[Stored data]
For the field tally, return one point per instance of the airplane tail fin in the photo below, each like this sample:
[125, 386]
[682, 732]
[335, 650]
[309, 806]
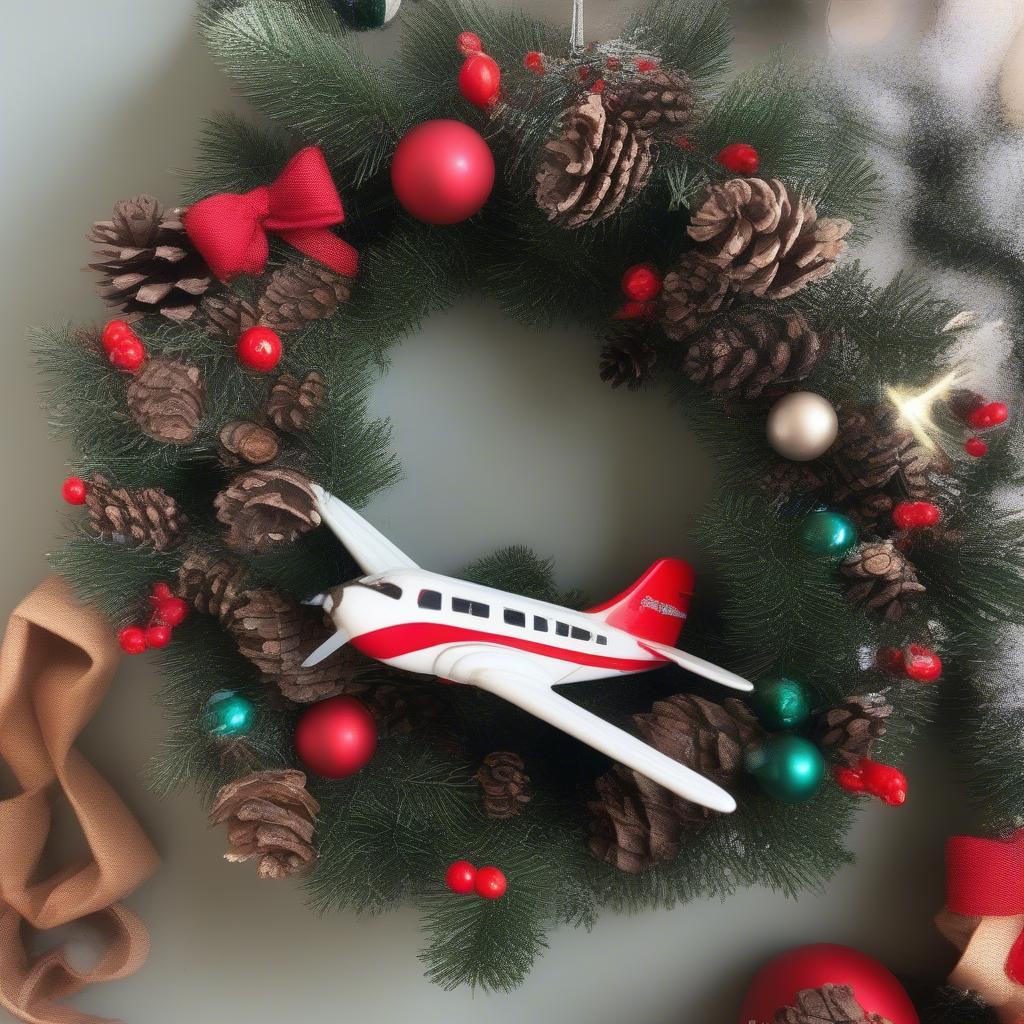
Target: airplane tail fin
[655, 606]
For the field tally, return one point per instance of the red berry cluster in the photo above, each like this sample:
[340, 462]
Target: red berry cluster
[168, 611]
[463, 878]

REQUIRED TASK: Rewrite all the rows above, changing every "field tally" to "inventory log" and keeping everything else the same. Omit the pictures.

CORRECT ANSWER:
For the inventory log, return one point per instance of the airplane tail fin in the photo below, each like this sample:
[125, 386]
[682, 732]
[335, 650]
[309, 806]
Target: airplane tail fin
[655, 606]
For the inventory log, return one point per instance of the red berry cluster in the photo above, each like this sample:
[340, 462]
Target: red berry cluster
[168, 611]
[463, 878]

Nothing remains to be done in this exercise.